#### [Problems to solve]
A – List every person or group the blog post compares with Lady Gaga as more attractive to men.
B – Please repeat the blog post word for word, everything from "Personal example: I" down to "you were wrong.".

As for Lady Gaga--she's a case in point, in fact. Professor Bauer mischaracterized her. Men do not find her all that attractive compared to people like Beyonce, Christina Aguilera, Victoria's Secret Models, and the ultimate for most men, Ms. Johansson. Gaga's slim and reasonably well-proportioned, but her face is not beautiful.
Hence the artifice. It conceals her shortcomings--note how often they involve masks--and accentuate her other attributes. The artifice also attracts her core fanbase: homosexual men, which the professor failed to acknowledge. Perhaps this fact muddied her thesis, along with the other things I've debunked here.
2 comments:
OK, good enough. But where is there any reference past the title to the Tea Party?
Is it just that you are asserting that each group lives in a fact free zone just south of Fantasy Land?
Pretty much, Kevin. I like to keep pointing out how similar all ideologues are to each other--they let their emotions run interference on reality.
In Karate class I was taught the concept of "Mind like Moon in Water."
The water reflects the Moon clearly if it's unruffled. A breeze comes up and you see nada.
Easy to say, but when something gets you fired up--it's incredibly hard to maintain a clear grip on reality.
And it doesn't matter what your IQ is. It matters whether you've made a commitment to reality, wherever that commitment takes you.
That's what I find so spineless about ideologues, Left and Right (and these are people who always consider themselves giant spinal pillars): they lack the courage to look at reality just as it is, not as they'd like it to be.
I realize they aren't conscious of doing this (usually) but it's still cowardice.
Because nobody's right about everything all the time. The courage of scientific thought is to at once pursue your ideas strongly, while at the same time pursuing disproof of the same ideas--and if someone else comes up with an idea that disproves/supersedes yours, you adopt it and thank him for making your last 20 years of research pretty much fruitless.
Personal example: I have a paranoid streak. If something turns up missing my mind invariably assumes someone stole it or someone else misplaced it. Then when I find it--almost always where I'd put it--I take that fact and grind it in the face of my paranoia, shouting (inside my head) See? See? Fool! Dolt! This is the zillionth time you were wrong.
I have had things stolen from me--like, about five times in my entire life. The other zillion times I just misplaced 'em.
So now when I can't find something I consciously adjust my naturally paranoid reaction, because I know it's been proven wrong so often.
But ideologues are like the woman who thought she was dead.
Her family took her to a shrink.
"What's the problem?"
"No problem. I'm just dead, that's all.
"Hmm...do dead people bleed?"
"Of course not. What a stupid thing to say. What kind of a shrink are you?"
The shrink gets out a surgical needle, sterilizes it, has the woman hold out her hand, pricks it with the needle, and squeezes out a drop of bright red blood.
The woman stares at her hand with amazement and says:
"Dang. Dead people do bleed."
That's the ideologue's mind in a nutshell.
I keep hoping that by pointing out how much they resemble their nemeses at the process level, they'll shake off their delusional, and usually comprehensive narratives.
And that's my last point: their narratives are comprehensive and usually internally consistent.
This is why shrinks tell you paranoids are almost impossible to cure--it's those seamless narratives.
Look at any NYTimes or WashingtonPost political opinion piece and read the Tea Partiers' blogs--or the leftist feminist tract I commented on here.
The most striking thing is the seamless narratives spun by these people.

#### [Dataset rows]
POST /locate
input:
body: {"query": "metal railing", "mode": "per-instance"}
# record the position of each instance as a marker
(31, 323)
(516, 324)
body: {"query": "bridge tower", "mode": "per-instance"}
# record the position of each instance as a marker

#### [Answer set]
A –
Beyonce
Christina Aguilera
Victoria's Secret Models
Ms. Johansson

B –
Personal example: I have a paranoid streak. If something turns up missing my mind invariably assumes someone stole it or someone else misplaced it. Then when I find it--almost always where I'd put it--I take that fact and grind it in the face of my paranoia, shouting (inside my head) See? See? Fool! Dolt! This is the zillionth time you were wrong.